§ Prompt
Below is a set of entries. Reproduce exactly the lines from the one containing "of the ventilation" through the end, both included.

§ Recorded information
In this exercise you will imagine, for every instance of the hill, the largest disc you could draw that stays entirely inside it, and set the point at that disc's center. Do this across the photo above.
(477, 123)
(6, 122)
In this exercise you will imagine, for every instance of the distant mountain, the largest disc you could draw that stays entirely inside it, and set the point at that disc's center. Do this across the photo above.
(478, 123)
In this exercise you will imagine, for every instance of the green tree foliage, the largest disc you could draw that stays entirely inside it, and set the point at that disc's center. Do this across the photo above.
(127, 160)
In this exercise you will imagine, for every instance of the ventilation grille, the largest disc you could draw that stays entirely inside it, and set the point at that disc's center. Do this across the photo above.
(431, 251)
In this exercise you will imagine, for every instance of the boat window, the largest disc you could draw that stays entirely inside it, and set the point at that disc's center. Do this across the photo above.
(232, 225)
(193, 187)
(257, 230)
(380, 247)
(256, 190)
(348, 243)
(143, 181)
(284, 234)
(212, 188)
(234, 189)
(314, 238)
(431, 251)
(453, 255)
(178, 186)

§ Answer space
In this exercise you will imagine, for every instance of the ventilation grille, the largest disc you could draw that stays entirely inside it, and set the point at that disc's center. Do this across the photo above.
(431, 251)
In this exercise you will imagine, for every instance of the boat window, the largest disc you could draw that stays entirely inside it, and set the point at that disc's center. Do this across the photo above.
(232, 225)
(193, 187)
(257, 230)
(380, 247)
(256, 190)
(348, 243)
(143, 181)
(284, 234)
(212, 188)
(234, 189)
(314, 238)
(431, 251)
(453, 255)
(178, 186)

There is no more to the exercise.